= Text shown =
--------------------------------------------------

On September 29, the Geoffrey Beene Cancer Research Center hosted its third symposium in the Rockefeller Research Laboratories. The event is held annually to stimulate the exchange of ideas and collaborations between scientists and physicians at Memorial Sloan-Kettering and other research institutions. This year’s symposium was focused on the relationship between inflammation and cancer, an emerging area of cancer research and drug development.
Inflammation and immunity — the body’s natural responses to disease or injury — are in many ways relevant for cancer. On the one hand, the immune system can protect the body from cancer by recognizing and killing cancer cells. On the other hand, many cancers may arise from chronic inflammation or infection. In recent years, scientists have become increasingly aware of the fact that tumors can manipulate immune and inflammatory responses to their own advantage — to escape the immune system’s attack as well as to attain new ways to grow and spread.
Three distinguished speakers — Richard Flavell, of the Yale School of Medicine, Lisa Coussens, of the University of California, San Francisco, and Timothy Wang, of Columbia University — discussed different ways by which tumors interact with immune cells and other cells in their local environment. Their presentations illustrated how research in this area can create new opportunities for therapeutic intervention and make cancer a more controllable disease in the future.
The symposium also honored three recipients of the Geoffrey Beene Graduate Fellowship, which since its inception in 2007 has been awarded to exemplary graduate students at Memorial Sloan-Kettering.
The Geoffrey Beene Cancer Research Center supports a growing list of research activities at Memorial Sloan-Kettering, including core facilities, endowed junior faculty appointments, a two-day annual retreat for investigators and graduate students, and substantial support for translational research projects. It is funded by a gift from the estate of fashion designer and philanthropist Geoffrey Beene. “The generosity of Geoffrey Beene has fundamentally changed many aspects of research and training at Memorial Sloan-Kettering,” said Memorial Sloan-Kettering President Harold Varmus during his opening remarks. “It has allowed us to continue making assertive new investments in cancer research, which many of our colleagues are struggling to do in the current financial climate.”

--------------------------------------------------

= Data shown =
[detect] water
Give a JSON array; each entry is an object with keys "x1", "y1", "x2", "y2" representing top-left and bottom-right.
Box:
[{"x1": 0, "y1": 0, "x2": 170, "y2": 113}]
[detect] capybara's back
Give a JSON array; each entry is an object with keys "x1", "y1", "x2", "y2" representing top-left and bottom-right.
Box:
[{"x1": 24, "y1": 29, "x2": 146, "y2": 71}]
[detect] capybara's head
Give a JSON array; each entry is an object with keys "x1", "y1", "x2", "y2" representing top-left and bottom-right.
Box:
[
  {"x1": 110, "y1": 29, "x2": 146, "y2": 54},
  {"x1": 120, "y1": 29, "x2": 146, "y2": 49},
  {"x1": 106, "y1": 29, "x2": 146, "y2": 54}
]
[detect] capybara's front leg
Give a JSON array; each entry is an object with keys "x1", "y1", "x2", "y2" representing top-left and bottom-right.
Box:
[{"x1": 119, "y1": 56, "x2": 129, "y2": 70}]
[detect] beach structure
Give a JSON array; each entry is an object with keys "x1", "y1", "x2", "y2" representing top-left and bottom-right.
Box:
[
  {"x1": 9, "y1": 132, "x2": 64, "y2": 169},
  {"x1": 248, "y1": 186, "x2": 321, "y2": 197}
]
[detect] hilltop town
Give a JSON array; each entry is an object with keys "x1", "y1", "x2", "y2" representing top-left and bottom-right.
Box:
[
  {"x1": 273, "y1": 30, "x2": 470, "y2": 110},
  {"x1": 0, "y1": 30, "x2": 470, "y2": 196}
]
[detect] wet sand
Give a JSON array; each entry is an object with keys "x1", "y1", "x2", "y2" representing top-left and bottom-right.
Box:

--------------------------------------------------

= Work instructions =
Answer these questions from the symposium text:
(a) What topic was this year's symposium focused on?
(b) Which institution is Lisa Coussens from?
(c) In what year was the Geoffrey Beene Graduate Fellowship first awarded?

= Answer section =
(a) The relationship between inflammation and cancer.
(b) The University of California, San Francisco.
(c) 2007.